##### RECORD EXCERPTS
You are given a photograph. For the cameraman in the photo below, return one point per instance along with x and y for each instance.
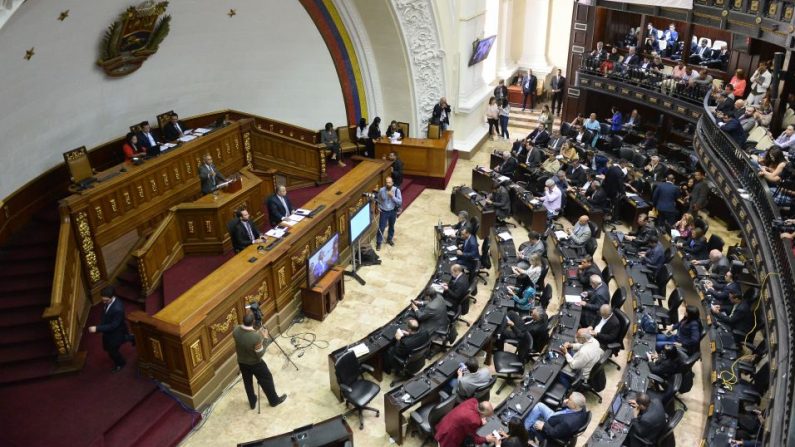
(250, 347)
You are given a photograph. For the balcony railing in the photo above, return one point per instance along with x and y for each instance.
(752, 204)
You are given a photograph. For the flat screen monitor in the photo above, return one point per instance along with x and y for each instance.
(323, 259)
(360, 222)
(480, 49)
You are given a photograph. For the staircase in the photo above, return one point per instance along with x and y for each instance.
(27, 263)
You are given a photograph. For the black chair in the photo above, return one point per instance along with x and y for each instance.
(412, 364)
(428, 416)
(618, 299)
(715, 242)
(510, 366)
(571, 442)
(356, 391)
(616, 347)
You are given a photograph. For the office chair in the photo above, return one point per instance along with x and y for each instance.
(356, 391)
(412, 364)
(428, 416)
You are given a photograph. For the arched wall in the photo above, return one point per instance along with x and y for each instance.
(268, 59)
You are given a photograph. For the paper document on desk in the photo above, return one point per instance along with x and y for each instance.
(505, 236)
(275, 232)
(360, 350)
(573, 298)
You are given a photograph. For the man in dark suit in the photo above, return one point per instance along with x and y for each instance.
(456, 290)
(539, 137)
(508, 165)
(664, 198)
(528, 83)
(113, 327)
(649, 422)
(147, 140)
(608, 328)
(174, 129)
(576, 174)
(406, 341)
(246, 232)
(209, 175)
(501, 201)
(469, 252)
(279, 206)
(545, 423)
(599, 295)
(558, 84)
(431, 312)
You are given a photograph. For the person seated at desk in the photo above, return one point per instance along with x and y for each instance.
(545, 423)
(598, 197)
(720, 291)
(329, 137)
(587, 354)
(431, 312)
(649, 422)
(468, 379)
(686, 333)
(654, 257)
(500, 199)
(696, 246)
(508, 165)
(539, 137)
(581, 232)
(279, 206)
(463, 422)
(576, 174)
(740, 318)
(607, 330)
(209, 175)
(469, 254)
(455, 291)
(406, 341)
(131, 148)
(551, 198)
(593, 301)
(147, 140)
(245, 232)
(174, 128)
(645, 230)
(717, 264)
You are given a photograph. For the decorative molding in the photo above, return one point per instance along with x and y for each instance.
(426, 57)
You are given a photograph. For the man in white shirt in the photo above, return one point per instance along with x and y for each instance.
(551, 198)
(586, 356)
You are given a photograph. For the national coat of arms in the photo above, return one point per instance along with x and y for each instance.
(132, 38)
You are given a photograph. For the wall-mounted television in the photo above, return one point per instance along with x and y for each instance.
(359, 222)
(323, 259)
(480, 49)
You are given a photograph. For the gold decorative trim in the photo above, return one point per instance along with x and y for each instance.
(222, 328)
(157, 350)
(196, 352)
(87, 246)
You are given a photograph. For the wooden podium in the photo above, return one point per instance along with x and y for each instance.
(318, 301)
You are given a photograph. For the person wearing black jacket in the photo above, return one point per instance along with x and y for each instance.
(406, 341)
(113, 327)
(649, 422)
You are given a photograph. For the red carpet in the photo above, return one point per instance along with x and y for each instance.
(94, 407)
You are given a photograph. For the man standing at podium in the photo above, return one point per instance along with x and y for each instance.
(210, 175)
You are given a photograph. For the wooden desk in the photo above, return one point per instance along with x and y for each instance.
(422, 157)
(188, 344)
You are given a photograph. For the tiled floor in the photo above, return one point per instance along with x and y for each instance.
(405, 269)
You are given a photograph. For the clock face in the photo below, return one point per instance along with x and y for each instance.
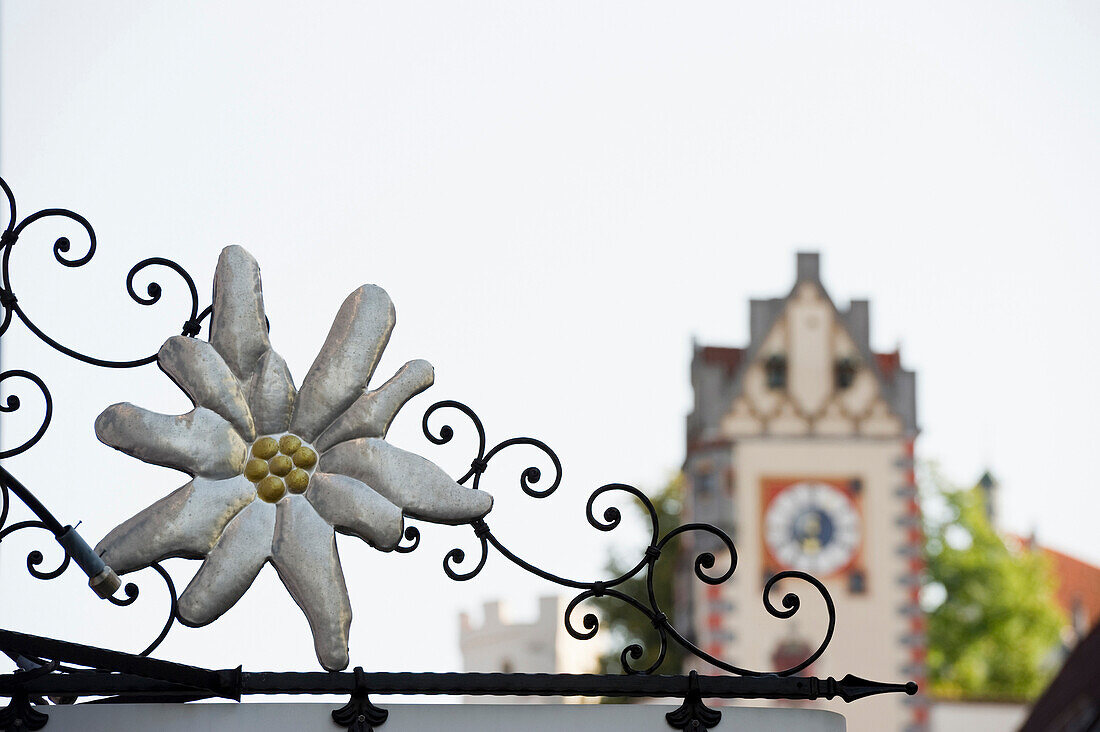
(812, 526)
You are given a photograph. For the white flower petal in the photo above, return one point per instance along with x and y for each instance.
(345, 362)
(305, 555)
(231, 566)
(198, 443)
(354, 507)
(185, 523)
(197, 368)
(238, 326)
(414, 483)
(371, 414)
(272, 394)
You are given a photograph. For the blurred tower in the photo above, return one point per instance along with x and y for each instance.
(801, 446)
(541, 646)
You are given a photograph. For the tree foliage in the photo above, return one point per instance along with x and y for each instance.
(992, 622)
(624, 624)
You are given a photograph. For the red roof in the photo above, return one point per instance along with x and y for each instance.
(1078, 585)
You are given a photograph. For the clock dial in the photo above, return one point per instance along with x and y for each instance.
(812, 526)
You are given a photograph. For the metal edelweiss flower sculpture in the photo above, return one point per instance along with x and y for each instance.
(277, 470)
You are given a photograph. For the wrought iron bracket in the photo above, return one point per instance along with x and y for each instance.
(122, 677)
(693, 714)
(20, 713)
(359, 714)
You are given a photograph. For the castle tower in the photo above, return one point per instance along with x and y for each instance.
(801, 447)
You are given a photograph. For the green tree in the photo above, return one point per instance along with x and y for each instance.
(992, 622)
(624, 624)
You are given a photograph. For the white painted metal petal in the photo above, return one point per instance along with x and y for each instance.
(354, 507)
(305, 555)
(372, 413)
(238, 327)
(272, 394)
(185, 523)
(231, 566)
(199, 443)
(345, 362)
(416, 484)
(197, 368)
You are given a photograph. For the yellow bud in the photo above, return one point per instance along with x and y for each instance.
(305, 458)
(265, 448)
(271, 489)
(297, 481)
(281, 465)
(255, 469)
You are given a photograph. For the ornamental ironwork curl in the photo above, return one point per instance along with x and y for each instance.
(11, 310)
(99, 675)
(611, 519)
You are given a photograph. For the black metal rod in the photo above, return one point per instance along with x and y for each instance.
(28, 498)
(539, 685)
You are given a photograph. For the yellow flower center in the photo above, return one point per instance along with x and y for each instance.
(277, 466)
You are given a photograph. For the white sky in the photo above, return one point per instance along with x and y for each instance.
(557, 196)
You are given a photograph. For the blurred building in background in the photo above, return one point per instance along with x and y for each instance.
(541, 645)
(800, 445)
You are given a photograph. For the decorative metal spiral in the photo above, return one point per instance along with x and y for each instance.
(457, 564)
(12, 309)
(609, 520)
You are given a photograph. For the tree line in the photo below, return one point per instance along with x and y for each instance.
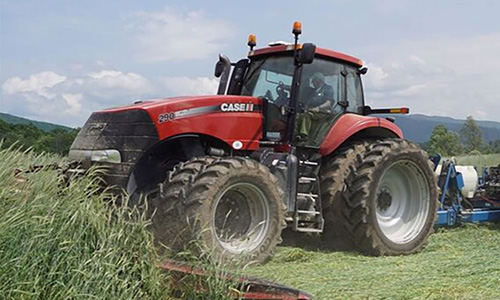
##########
**EXERCISE:** What's needed is every line above, retyped exactly and free of pictures.

**EXERCISE ANSWER:**
You are given a photograph. For the cameraman in the photo below, return one point per instance along with x and y for each instance.
(250, 347)
You are given a photograph. For the balcony railing in the photo above, return one point per instance along with x and y for each instance.
(752, 204)
You are given a photograph. For the flat screen monitor in the photo above, return one point per instance along with x and y for each instance.
(323, 259)
(360, 222)
(480, 49)
You are given a photograph. For the staircase in the photo above, return one point per instance along with x and y for each instance.
(27, 263)
You are given a photograph. For the black chair in the photo above, return one point per instance along with x and y for each instance.
(412, 364)
(428, 416)
(618, 299)
(715, 242)
(510, 366)
(571, 442)
(356, 391)
(616, 347)
You are given a photograph. For the office chair in the photo above, return one point per instance along with x and y for each instance.
(356, 391)
(412, 364)
(428, 416)
You are given a photograph. For the arched wall in the photo above, return one point per instance along with x and y for each instance.
(268, 59)
You are given a photograph. For the paper document on desk in the photo above, return one point per instance along with x and y for each instance.
(505, 236)
(275, 232)
(360, 350)
(573, 298)
You are given a photograph. For the man in dark suit in the photo above, return one point per instance along with x and y for each instance.
(456, 290)
(539, 137)
(508, 165)
(664, 198)
(528, 83)
(113, 327)
(649, 422)
(147, 140)
(608, 328)
(174, 129)
(576, 174)
(406, 341)
(246, 232)
(209, 175)
(501, 201)
(469, 252)
(279, 206)
(545, 423)
(599, 295)
(558, 84)
(431, 312)
You are given a photograph. For the person seated at desk in the photo above, return one point per instance along with x and y for each instance.
(545, 423)
(598, 197)
(720, 291)
(329, 137)
(587, 354)
(431, 312)
(649, 422)
(468, 379)
(686, 333)
(654, 257)
(500, 199)
(696, 246)
(508, 165)
(539, 137)
(581, 232)
(279, 206)
(463, 422)
(576, 174)
(740, 318)
(607, 330)
(209, 175)
(469, 254)
(455, 291)
(406, 341)
(131, 148)
(551, 198)
(593, 301)
(147, 140)
(245, 232)
(174, 128)
(645, 230)
(717, 264)
You are given a photograph. For the decorative molding in the photo above, return one point per instance along with x and y for each instance.
(426, 57)
You are given a photograph. For the man in white shirt in the photo above, return one point per instance along with x and y for each instance.
(551, 198)
(586, 356)
You are given a photograph. For the national coat of arms in the photo above, return one point per instance along with x and y for each instance.
(132, 38)
You are given a photograph. For the wall-mounted television in the photo above, return one point per instance along with x and y for each instance.
(359, 222)
(323, 259)
(480, 49)
You are given a photograph. For the gold decorative trim in the photo above, return one point per instance along with x and y for each instance.
(222, 328)
(157, 350)
(196, 352)
(87, 246)
You are given a photograph. For the wooden podium in the photo above, return one point per instance along with x and y for each instance.
(318, 301)
You are given a photograph. For the person wearing black jacket in the photo above, return one point per instance along with x and y for each instance.
(406, 341)
(113, 327)
(649, 422)
You are given a photograph. For the red carpet in the photo above, return one point per instance along with x and y for each instance.
(94, 407)
You are given a photograph. For the man standing at podium in the photo above, return one point per instance along with x and y for each instance.
(210, 175)
You are given a photograph. For the wooden desk in the photo above, return one point per instance along with x and y for each instance.
(422, 157)
(188, 344)
You are given a photograph. For the tiled floor in the photo above, return one point per instance along with x and y for each instance.
(405, 269)
You are given a photograph. For the clock face in the photo below, return one point per instance along with x and y for each instance.
(812, 526)
You are given a photograph. For the white flower petal in the photo above, return one point per instance along with x and y for each instance.
(345, 362)
(305, 555)
(231, 566)
(198, 443)
(354, 507)
(185, 523)
(197, 368)
(238, 326)
(414, 483)
(371, 414)
(272, 394)
You are given a photograph. For the blurred tower in the photo above, return one point per instance along with x and y for each instance.
(801, 446)
(541, 646)
You are given a photograph. For the tree foliage in the photo above, return one point per instance along with x and y for each instance.
(992, 622)
(624, 624)
You are given a photograph. For the red roof in the photo above, return one point per instance along with x and y for each instance.
(1078, 585)
You are given a photograph. For the clock dial in the photo above, return one point per instance along with x and y for each instance.
(812, 526)
You are given a photograph. For the metal edelweiss flower sculpture in the photo above, return one point per instance along with x and y for each instance.
(277, 470)
You are given a photograph. For the wrought iron bracket in the photo above, return one point per instance along with x and y for each instance.
(122, 677)
(693, 714)
(20, 713)
(359, 714)
You are given a photograph. For the castle tower in the photo above, return one point per instance along with x and y for each instance.
(801, 447)
You are given a photograph. For the green tree in the photo above, return one point per instance along with x and y for each instance.
(992, 622)
(624, 624)
You are given a photograph. For the white painted metal petal in the photo above, return one point per instance along with x and y for each instance.
(354, 507)
(305, 555)
(372, 413)
(238, 327)
(272, 394)
(185, 523)
(231, 566)
(199, 443)
(345, 362)
(416, 484)
(197, 368)
You are given a photograph. For the yellow bud in the photo above, return one point per instance along with x and y for each instance.
(305, 458)
(265, 448)
(271, 489)
(297, 481)
(281, 465)
(255, 469)
You are given a photograph. For the ornamental ironwork curl in the photo above, return one point per instance along with x and y for each instance.
(11, 310)
(99, 675)
(611, 519)
You are given a photograph. For the black metal rod in the photo above, return one point per instance along with x and y for each instance.
(28, 498)
(539, 685)
You are given a photograph. For the yellow flower center in the photo above, return one point per instance along with x and y for each instance.
(277, 466)
You are given a photograph. For the white sky in the photo above, return one point per instance along with x and y for each instance.
(557, 196)
You are given a photograph. For the blurred building in background in the photo above, return one point per instance along with x and y for each instance.
(541, 645)
(800, 445)
You are given a photograph. For the decorative metal spiral in the photo above, return one point per instance along with x and y for each instance.
(457, 564)
(12, 309)
(609, 520)
You are given a photograph. For the tree line in the photo below, return one point per instance along with x and y for each instance.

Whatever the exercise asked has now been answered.